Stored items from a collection
____

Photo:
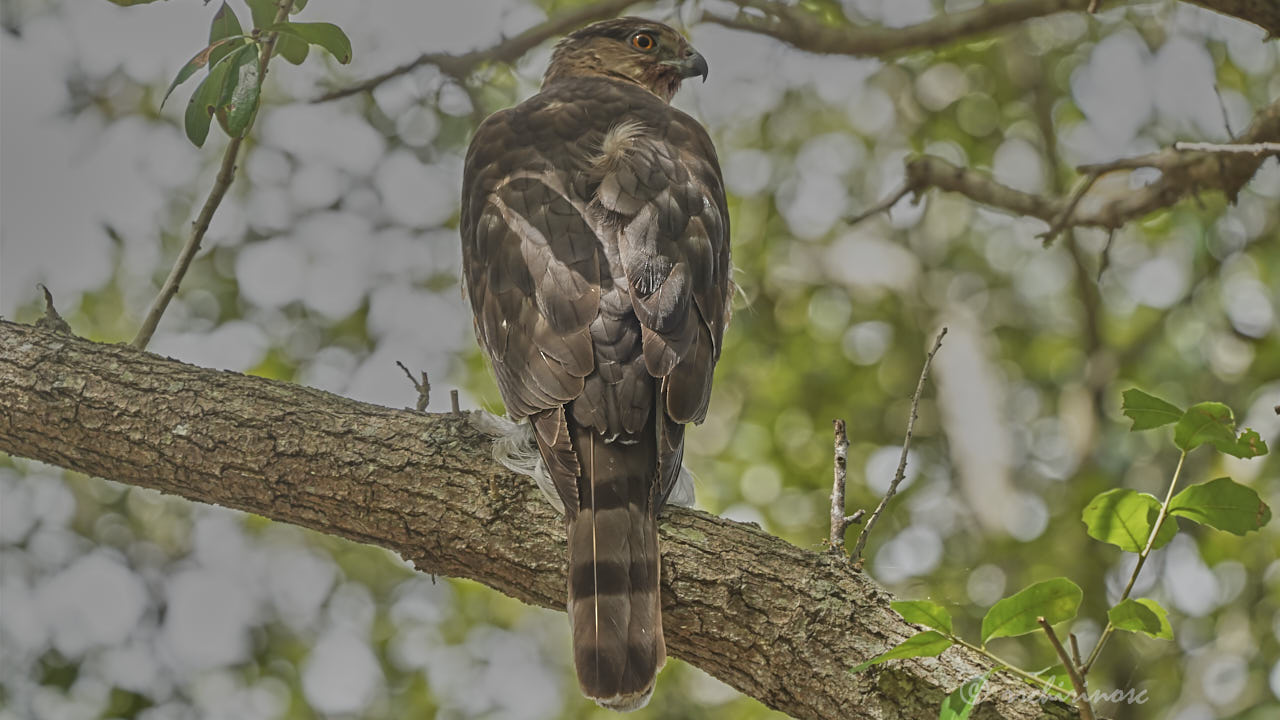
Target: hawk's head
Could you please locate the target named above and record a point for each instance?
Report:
(636, 50)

____

WHAT TO DO: Retype the records verbatim, excluding each image they hold.

PROBLEM SOLUTION:
Photo:
Target: hawk's head
Could you please locate the target named above and record a point for each instance?
Report:
(636, 50)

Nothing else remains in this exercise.